Study material
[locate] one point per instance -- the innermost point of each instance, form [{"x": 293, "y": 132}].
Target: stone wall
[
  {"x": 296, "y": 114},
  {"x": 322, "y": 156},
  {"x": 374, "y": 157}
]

Your task
Nothing in the records may be left out; reproduce them exactly.

Your response
[locate] one point per instance -- the innermost point of each instance, form [{"x": 293, "y": 132}].
Target: stone wall
[
  {"x": 296, "y": 114},
  {"x": 322, "y": 156},
  {"x": 374, "y": 157}
]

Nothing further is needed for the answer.